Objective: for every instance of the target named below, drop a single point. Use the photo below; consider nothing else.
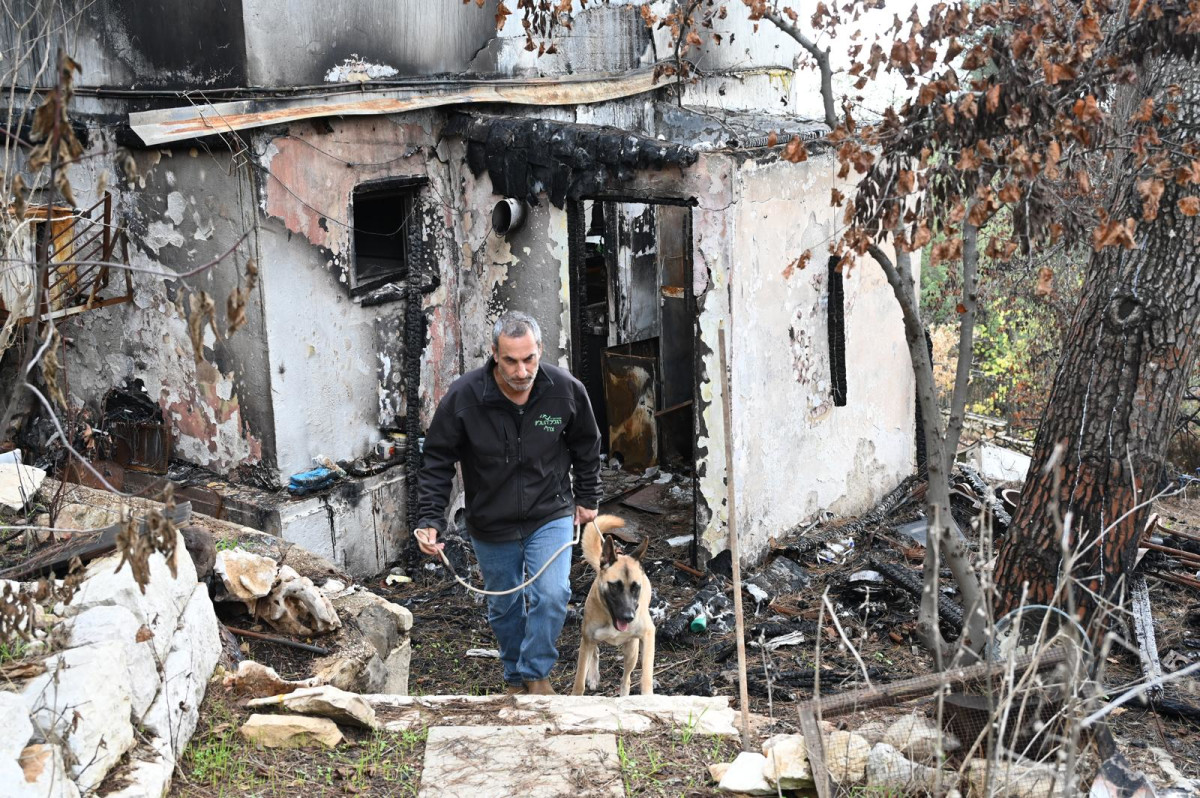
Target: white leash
(442, 553)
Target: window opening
(384, 227)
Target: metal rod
(1144, 629)
(727, 408)
(1175, 579)
(672, 408)
(281, 641)
(1179, 553)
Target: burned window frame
(835, 327)
(409, 190)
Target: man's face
(516, 360)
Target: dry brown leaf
(1045, 282)
(201, 315)
(796, 151)
(1151, 191)
(993, 101)
(1115, 233)
(1145, 111)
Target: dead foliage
(156, 533)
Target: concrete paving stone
(504, 761)
(635, 714)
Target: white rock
(918, 738)
(113, 624)
(12, 777)
(846, 756)
(787, 762)
(147, 779)
(291, 731)
(15, 730)
(873, 731)
(1020, 779)
(327, 701)
(84, 699)
(246, 576)
(745, 777)
(18, 484)
(887, 768)
(159, 607)
(397, 666)
(295, 606)
(185, 675)
(43, 774)
(253, 679)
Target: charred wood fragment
(949, 613)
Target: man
(519, 427)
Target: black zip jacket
(516, 461)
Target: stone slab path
(499, 747)
(504, 761)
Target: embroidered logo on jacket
(549, 423)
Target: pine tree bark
(1120, 382)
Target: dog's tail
(593, 538)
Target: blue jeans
(527, 623)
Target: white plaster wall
(181, 211)
(323, 357)
(328, 353)
(796, 454)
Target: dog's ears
(609, 555)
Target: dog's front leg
(587, 651)
(630, 657)
(648, 664)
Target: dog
(617, 610)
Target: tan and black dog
(617, 610)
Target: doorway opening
(634, 330)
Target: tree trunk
(942, 541)
(1122, 375)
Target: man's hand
(427, 541)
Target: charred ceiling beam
(526, 157)
(156, 127)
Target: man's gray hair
(515, 324)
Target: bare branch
(966, 339)
(820, 55)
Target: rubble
(295, 606)
(327, 701)
(291, 731)
(255, 681)
(845, 755)
(18, 484)
(888, 769)
(780, 577)
(246, 576)
(787, 762)
(916, 737)
(129, 660)
(745, 775)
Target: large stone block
(115, 624)
(84, 699)
(186, 672)
(157, 607)
(16, 730)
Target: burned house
(397, 178)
○ ○ ○
- [AIM OF THE TASK]
Every line from the one containing "Target: white leash" through the final line of the data above is to be restated word for word, and nothing more.

- [FINAL ANSWER]
Target: white leash
(442, 553)
Target: window opening
(384, 227)
Target: metal rod
(1144, 629)
(727, 408)
(1175, 579)
(672, 408)
(281, 641)
(1179, 553)
Target: burned window frame
(835, 327)
(409, 190)
Target: man's face
(516, 360)
Target: dry brown leaf
(1045, 282)
(201, 315)
(796, 151)
(1151, 191)
(993, 101)
(1115, 233)
(1145, 111)
Target: dead foliage
(156, 533)
Target: concrete paving stone
(504, 761)
(635, 714)
Target: white rock
(918, 738)
(113, 624)
(12, 777)
(846, 756)
(787, 762)
(147, 779)
(291, 731)
(15, 730)
(873, 731)
(1020, 779)
(327, 701)
(84, 699)
(246, 576)
(745, 777)
(18, 484)
(887, 768)
(159, 607)
(397, 666)
(295, 606)
(185, 675)
(43, 774)
(253, 679)
Target: charred wood fragment
(949, 613)
Target: man
(519, 427)
Target: black zip jacket
(516, 461)
Target: stone slab path
(499, 747)
(504, 761)
Target: embroidered logo on jacket
(549, 423)
Target: pine tree bark
(1120, 382)
Target: dog's tail
(593, 538)
Target: blue jeans
(527, 623)
Target: white plaster wall
(181, 211)
(323, 357)
(328, 353)
(796, 454)
Target: dog's ears
(609, 555)
Target: dog's front leg
(587, 651)
(630, 657)
(648, 664)
Target: dog
(617, 610)
Target: tan and black dog
(617, 610)
Target: doorway opening
(634, 330)
Target: tree trunk
(942, 541)
(1122, 375)
Target: man's hand
(427, 541)
Target: charred ceiling beam
(526, 157)
(156, 127)
Target: man's gray hair
(515, 324)
Target: bare branch
(966, 339)
(820, 55)
Target: rubble
(295, 606)
(327, 701)
(291, 731)
(255, 681)
(845, 755)
(18, 484)
(888, 769)
(780, 577)
(246, 576)
(787, 762)
(916, 737)
(129, 660)
(745, 775)
Target: large stone block
(115, 624)
(84, 699)
(186, 672)
(157, 607)
(16, 730)
Target: burned house
(397, 178)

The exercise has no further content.